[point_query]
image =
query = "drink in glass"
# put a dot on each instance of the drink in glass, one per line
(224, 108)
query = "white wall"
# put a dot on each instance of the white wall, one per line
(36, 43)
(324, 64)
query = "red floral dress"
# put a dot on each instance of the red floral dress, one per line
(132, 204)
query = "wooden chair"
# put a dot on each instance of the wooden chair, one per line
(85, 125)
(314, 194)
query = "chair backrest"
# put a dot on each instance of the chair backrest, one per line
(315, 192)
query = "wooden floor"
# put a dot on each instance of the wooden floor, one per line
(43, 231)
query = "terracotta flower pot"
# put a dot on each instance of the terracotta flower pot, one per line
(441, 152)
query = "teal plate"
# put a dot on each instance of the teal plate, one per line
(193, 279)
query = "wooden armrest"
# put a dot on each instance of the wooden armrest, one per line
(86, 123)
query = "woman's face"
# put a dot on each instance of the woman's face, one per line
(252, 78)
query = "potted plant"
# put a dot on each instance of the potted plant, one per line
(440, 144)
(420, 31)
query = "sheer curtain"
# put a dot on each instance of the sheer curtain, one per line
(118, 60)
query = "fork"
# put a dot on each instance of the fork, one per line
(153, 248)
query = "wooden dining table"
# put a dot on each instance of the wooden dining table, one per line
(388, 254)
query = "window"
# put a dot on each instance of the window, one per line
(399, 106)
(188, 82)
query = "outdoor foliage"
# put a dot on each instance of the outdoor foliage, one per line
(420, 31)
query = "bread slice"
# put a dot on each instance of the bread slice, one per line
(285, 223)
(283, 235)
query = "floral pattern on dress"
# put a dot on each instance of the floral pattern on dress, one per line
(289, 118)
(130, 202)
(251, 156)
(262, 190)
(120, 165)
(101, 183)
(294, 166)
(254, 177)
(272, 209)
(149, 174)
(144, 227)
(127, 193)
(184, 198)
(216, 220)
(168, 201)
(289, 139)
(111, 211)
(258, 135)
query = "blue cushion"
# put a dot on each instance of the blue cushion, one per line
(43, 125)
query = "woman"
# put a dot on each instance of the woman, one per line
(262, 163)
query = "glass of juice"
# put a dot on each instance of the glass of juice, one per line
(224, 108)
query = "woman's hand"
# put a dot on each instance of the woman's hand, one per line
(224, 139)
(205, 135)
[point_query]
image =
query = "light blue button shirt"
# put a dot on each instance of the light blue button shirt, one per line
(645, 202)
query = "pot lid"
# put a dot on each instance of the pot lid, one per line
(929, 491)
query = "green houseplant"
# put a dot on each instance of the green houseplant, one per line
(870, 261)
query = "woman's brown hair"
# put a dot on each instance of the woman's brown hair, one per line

-=-=-=-=-

** Work to be completed **
With every line intact, print the records above again.

** Answer to this exercise **
[point_query]
image =
query = "drink in glass"
# put a dot on each instance of the drink in glass, one per line
(224, 108)
query = "white wall"
# put a dot on each instance of the white wall, one per line
(36, 43)
(324, 64)
query = "red floral dress"
# put a dot on each instance of the red floral dress, one per line
(132, 204)
query = "wooden chair"
# put a dot on each instance of the wooden chair, one per line
(85, 125)
(314, 194)
query = "chair backrest"
# put a dot on each instance of the chair backrest, one per line
(315, 192)
query = "wooden floor"
# put a dot on each instance of the wooden floor, one per line
(43, 231)
query = "terracotta flower pot"
# put a dot on each instance of the terracotta flower pot, one per line
(441, 152)
query = "teal plate"
# put a dot on each instance of the teal plate, one per line
(193, 279)
query = "wooden armrest"
# put a dot on each instance of the wooden armrest, one per line
(86, 123)
query = "woman's face"
# put a dot on each instance of the woman's face, one per line
(252, 78)
query = "potted plant"
# put a dot on each instance of the potted plant, one per line
(440, 144)
(420, 31)
query = "sheer curtain"
# put a dot on each instance of the sheer curtain, one per line
(118, 60)
query = "fork"
# put a dot on each instance of the fork, one per line
(153, 248)
query = "wooden dining table"
# put a dot on each instance of the wooden dining table, one per line
(388, 254)
query = "window"
# put a dot on each instance of the window, one per line
(399, 106)
(188, 82)
query = "outdoor foliage"
# put a dot on each instance of the outdoor foliage, one per line
(420, 31)
query = "bread slice"
# put a dot on each instance of the bread slice, one per line
(285, 223)
(283, 235)
query = "floral pattern on dress"
# put a dot on each instance of the floral pattern on dress, one per line
(289, 118)
(130, 202)
(251, 156)
(262, 190)
(120, 165)
(101, 183)
(294, 166)
(254, 177)
(272, 209)
(149, 174)
(144, 227)
(127, 193)
(184, 198)
(216, 220)
(168, 201)
(289, 139)
(111, 211)
(258, 135)
query = "blue cushion"
# put a dot on each instance of the blue cushion, one per line
(43, 125)
query = "woman"
# put a dot on each instance of the woman, one per line
(262, 163)
query = "glass of juice"
# put a dot on each instance of the glass of juice, one per line
(224, 108)
query = "woman's hand"
# put a dot on each instance of the woman's hand, one per line
(224, 139)
(205, 135)
[point_query]
image =
query = "light blue button shirt"
# put a dot on each instance of the light blue button shirt, one per line
(645, 202)
query = "pot lid"
# put a dot on each instance of the pot lid, one per line
(929, 491)
query = "green houseplant"
# put a dot on each instance of the green houseplant, one per line
(870, 261)
query = "woman's brown hair"
# put a dot on each instance of the woman's brown hair, one per line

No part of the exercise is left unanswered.